Format every line of the listing below as a numbered list, leaving out any blank lines.

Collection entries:
=-=-=
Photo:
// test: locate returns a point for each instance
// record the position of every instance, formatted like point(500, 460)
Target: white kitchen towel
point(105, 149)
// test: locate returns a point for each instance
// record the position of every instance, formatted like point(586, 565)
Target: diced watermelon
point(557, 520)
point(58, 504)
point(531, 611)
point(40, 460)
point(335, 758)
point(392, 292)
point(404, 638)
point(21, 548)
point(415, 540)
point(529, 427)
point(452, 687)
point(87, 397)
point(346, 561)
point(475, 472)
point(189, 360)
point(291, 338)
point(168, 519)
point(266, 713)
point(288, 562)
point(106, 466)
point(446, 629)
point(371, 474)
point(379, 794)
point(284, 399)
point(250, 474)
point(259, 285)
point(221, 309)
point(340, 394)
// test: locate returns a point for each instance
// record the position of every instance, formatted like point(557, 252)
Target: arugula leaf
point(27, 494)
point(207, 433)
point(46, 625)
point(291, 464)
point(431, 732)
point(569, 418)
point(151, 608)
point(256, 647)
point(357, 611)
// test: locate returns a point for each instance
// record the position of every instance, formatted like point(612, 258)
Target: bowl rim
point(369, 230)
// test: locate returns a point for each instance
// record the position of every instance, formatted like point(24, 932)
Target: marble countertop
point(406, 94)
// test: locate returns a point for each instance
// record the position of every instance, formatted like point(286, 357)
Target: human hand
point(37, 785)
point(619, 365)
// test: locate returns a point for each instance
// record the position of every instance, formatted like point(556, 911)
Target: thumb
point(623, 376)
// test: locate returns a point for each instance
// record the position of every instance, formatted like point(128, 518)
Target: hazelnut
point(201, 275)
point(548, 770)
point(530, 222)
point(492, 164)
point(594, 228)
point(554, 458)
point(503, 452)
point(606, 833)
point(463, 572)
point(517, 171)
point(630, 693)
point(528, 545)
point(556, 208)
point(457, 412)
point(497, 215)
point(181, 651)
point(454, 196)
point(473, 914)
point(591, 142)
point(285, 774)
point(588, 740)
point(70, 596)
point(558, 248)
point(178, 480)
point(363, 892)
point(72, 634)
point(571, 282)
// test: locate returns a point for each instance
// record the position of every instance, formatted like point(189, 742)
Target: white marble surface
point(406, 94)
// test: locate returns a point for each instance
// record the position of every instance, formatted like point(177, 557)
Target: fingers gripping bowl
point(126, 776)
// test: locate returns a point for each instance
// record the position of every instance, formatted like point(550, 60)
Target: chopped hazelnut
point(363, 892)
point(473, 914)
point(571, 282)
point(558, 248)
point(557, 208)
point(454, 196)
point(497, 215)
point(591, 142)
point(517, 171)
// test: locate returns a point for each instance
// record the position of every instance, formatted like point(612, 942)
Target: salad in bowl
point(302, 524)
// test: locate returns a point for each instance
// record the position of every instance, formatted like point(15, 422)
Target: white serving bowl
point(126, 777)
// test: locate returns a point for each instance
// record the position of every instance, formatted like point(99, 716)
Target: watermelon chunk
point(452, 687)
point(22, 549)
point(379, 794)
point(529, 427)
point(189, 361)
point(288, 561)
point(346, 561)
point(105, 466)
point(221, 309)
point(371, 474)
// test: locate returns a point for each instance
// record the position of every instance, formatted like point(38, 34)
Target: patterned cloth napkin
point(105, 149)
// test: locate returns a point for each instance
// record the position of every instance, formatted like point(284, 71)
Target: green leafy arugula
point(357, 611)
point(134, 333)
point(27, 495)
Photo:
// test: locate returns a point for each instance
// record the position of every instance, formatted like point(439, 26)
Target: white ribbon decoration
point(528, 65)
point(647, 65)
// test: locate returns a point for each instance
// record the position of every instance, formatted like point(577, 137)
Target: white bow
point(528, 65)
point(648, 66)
=-=-=
* _Result_
1. Photo:
2. // test: locate returns a point for each instance
3. // record the position of every instance, formatted like point(500, 460)
4. Target: white kitchen towel
5. point(105, 149)
6. // test: locate returns a point for each instance
7. // record the position of every instance, formatted like point(586, 565)
8. Target: diced watermelon
9. point(557, 520)
10. point(58, 504)
11. point(531, 611)
12. point(40, 460)
13. point(335, 758)
14. point(392, 292)
15. point(404, 638)
16. point(21, 548)
17. point(415, 540)
18. point(529, 427)
19. point(452, 687)
20. point(87, 397)
21. point(346, 561)
22. point(475, 472)
23. point(189, 360)
24. point(291, 338)
25. point(168, 519)
26. point(266, 713)
27. point(288, 562)
28. point(106, 466)
29. point(446, 629)
30. point(371, 474)
31. point(379, 794)
32. point(284, 399)
33. point(250, 474)
34. point(259, 285)
35. point(221, 309)
36. point(340, 394)
37. // test: locate returns a point for each instance
38. // record the position of every instance, formatted like point(557, 252)
39. Target: arugula leaf
40. point(27, 494)
41. point(207, 433)
42. point(46, 625)
43. point(291, 464)
44. point(431, 732)
45. point(569, 418)
46. point(151, 608)
47. point(256, 647)
48. point(357, 611)
49. // test: locate returns a point for each instance
50. // record the position of every instance, formatted like point(612, 258)
51. Target: bowl rim
52. point(369, 230)
53. // test: locate returns a point for each instance
54. // record the position of every instance, formatted like point(24, 932)
55. Target: marble countertop
56. point(406, 94)
57. // test: locate returns a point for each instance
58. // record the position of every instance, formatted like point(286, 357)
59. Target: human hand
60. point(37, 785)
61. point(619, 365)
62. // test: locate returns a point for each instance
63. // record the position of every instance, formatted like point(556, 911)
64. Target: thumb
65. point(623, 376)
66. // test: locate returns a point for each instance
67. // record the position of every instance, formatted like point(128, 518)
68. Target: hazelnut
69. point(201, 275)
70. point(548, 770)
71. point(530, 222)
72. point(492, 164)
73. point(594, 228)
74. point(554, 458)
75. point(503, 452)
76. point(606, 833)
77. point(463, 572)
78. point(517, 171)
79. point(630, 693)
80. point(528, 545)
81. point(556, 208)
82. point(457, 412)
83. point(497, 215)
84. point(181, 651)
85. point(454, 196)
86. point(473, 914)
87. point(591, 142)
88. point(285, 774)
89. point(588, 740)
90. point(70, 596)
91. point(558, 248)
92. point(178, 480)
93. point(363, 892)
94. point(72, 634)
95. point(571, 282)
96. // test: locate returns a point for each instance
97. // record the position of every instance, formatted like point(189, 742)
98. Target: white marble surface
99. point(406, 94)
100. // test: locate returns a point for each instance
101. // record the position of every instance, formatted like point(177, 557)
102. Target: fingers gripping bowl
103. point(126, 776)
104. // test: locate returns a point for each instance
105. // record the position of every instance, formatted like point(550, 60)
106. Target: chopped hazelnut
107. point(363, 892)
108. point(473, 914)
109. point(571, 282)
110. point(558, 248)
111. point(557, 208)
112. point(454, 196)
113. point(497, 215)
114. point(591, 142)
115. point(517, 171)
116. // test: locate returns a point for each instance
117. // record the position of every instance, formatted like point(612, 942)
118. Target: salad in bowl
119. point(302, 524)
120. // test: locate returns a point for each instance
121. // record the position of every instance, formatted like point(15, 422)
122. Target: white serving bowl
123. point(126, 777)
124. // test: locate returns a point for each instance
125. // record the position of every instance, formatted like point(99, 716)
126. Target: watermelon chunk
127. point(452, 687)
128. point(22, 549)
129. point(379, 794)
130. point(529, 427)
131. point(189, 361)
132. point(288, 561)
133. point(346, 561)
134. point(105, 466)
135. point(221, 309)
136. point(371, 474)
137. // test: locate returns a point for each instance
138. // record the position of every instance, formatted like point(38, 34)
139. Target: patterned cloth napkin
140. point(105, 149)
141. // test: locate returns a point for each instance
142. // record the position of every instance, formatted like point(284, 71)
143. Target: green leafy arugula
144. point(357, 611)
145. point(134, 333)
146. point(27, 495)
147. Photo:
148. // test: locate returns a point for each instance
149. // record the position of every instance, formatted like point(439, 26)
150. Target: white ribbon decoration
151. point(528, 65)
152. point(647, 65)
153. // test: locate returns a point for each instance
154. // record the position of every instance, formatted like point(577, 137)
155. Target: white bow
156. point(528, 65)
157. point(648, 66)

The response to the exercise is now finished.